### [Supplied passage]
To this last statement, one can only respond: yeah, right.

Tyson is one of the meat Big Four along with JBS, Cargill, and Smithfield.  These hold about an 80% share of  the US meat supply chain, worth more than $50 billion a year.  This is a highly concentrated industry; problems have a disproportionate impact.

But let’s talk about worker safety.

Food Dive is keeping track of meat plant closures

A Washington Post investigation found plenty of evidence that Tyson, JBS, and Smithfield told workers to stay on the job when sick.  Workers at one Smithfield pork plant have sued the company on the grounds that they were threatened with disciplinary action if they covered their faces when coughing or sneezing as they might miss some meat on the line.  Smithfield denies these allegations.  In one court challenge, however, meatpacking workers have won.  The courts ordered Smithfield to comply with public health guidelines at a pork plant.

I’m guessing more lawsuits are to come.

The Occupational Safety and Health Administration (OSHA) and CDC have issued new safety guidance—voluntary, of course—for meatpackers.

OSHA and the Department of Labor make it clear that the president’s order trumps (sorry) the authority of state and local health departments to shut down meat plants.  Too bad if the plants are viral epicenters and put workers—and their families and community menbers—at risk.

And USDA isn’t helping.   It is allowing more crowding of workers at chicken processing plants.

Here’s what the American Meat Institute says about what this industry does for its workers.  Average salaries?  $25,000 annually.

What power do such low-wage workers have?  The United Food and Commercial Workers International Union (UFCW), which represents meatpacking employees, says 72 workers have died, and 5322 are ill from Covid-19.  It lobbies on their behalf, but does not have much power.

Why?  It’s worth reading the history of this organization.

### [Task instructions]
(a) Reproduce the meatpacking passage word for word, starting at "OSHA and the" and ending at "of this organization.".
(b) According to the meatpacking passage, what share of the US meat supply chain do the Big Four hold?
This data comes from a different source than the meatpacking passage.

[Items stored from a collection]
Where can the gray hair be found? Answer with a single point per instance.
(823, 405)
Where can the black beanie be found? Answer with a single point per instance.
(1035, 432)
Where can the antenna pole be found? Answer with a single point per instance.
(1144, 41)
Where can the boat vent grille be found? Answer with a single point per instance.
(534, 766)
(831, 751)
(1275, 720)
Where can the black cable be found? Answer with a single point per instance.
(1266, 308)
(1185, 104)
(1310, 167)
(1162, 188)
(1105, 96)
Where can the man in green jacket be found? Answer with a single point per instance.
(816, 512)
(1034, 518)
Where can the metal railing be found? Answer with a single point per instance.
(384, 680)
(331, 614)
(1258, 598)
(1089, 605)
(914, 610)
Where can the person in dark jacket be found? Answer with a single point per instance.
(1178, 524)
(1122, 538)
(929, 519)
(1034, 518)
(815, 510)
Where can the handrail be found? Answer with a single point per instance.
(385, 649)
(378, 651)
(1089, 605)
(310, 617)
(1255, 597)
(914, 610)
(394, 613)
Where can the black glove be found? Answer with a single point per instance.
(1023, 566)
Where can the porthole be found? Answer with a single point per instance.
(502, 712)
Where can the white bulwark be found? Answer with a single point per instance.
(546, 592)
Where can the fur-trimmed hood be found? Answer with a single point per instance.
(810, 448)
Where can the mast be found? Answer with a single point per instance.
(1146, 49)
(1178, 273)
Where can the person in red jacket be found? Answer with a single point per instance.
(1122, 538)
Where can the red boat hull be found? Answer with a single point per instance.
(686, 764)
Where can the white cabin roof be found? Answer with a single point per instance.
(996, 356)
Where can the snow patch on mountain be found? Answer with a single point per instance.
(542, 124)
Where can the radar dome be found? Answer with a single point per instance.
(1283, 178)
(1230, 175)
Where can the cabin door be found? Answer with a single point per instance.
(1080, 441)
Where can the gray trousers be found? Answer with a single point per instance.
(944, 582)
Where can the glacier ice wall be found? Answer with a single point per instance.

### [Task-by-task answers]
(a)
OSHA and the Department of Labor make it clear that the president’s order trumps (sorry) the authority of state and local health departments to shut down meat plants.  Too bad if the plants are viral epicenters and put workers—and their families and community menbers—at risk.

And USDA isn’t helping.   It is allowing more crowding of workers at chicken processing plants.

Here’s what the American Meat Institute says about what this industry does for its workers.  Average salaries?  $25,000 annually.

What power do such low-wage workers have?  The United Food and Commercial Workers International Union (UFCW), which represents meatpacking employees, says 72 workers have died, and 5322 are ill from Covid-19.  It lobbies on their behalf, but does not have much power.

Why?  It’s worth reading the history of this organization.

(b) About 80%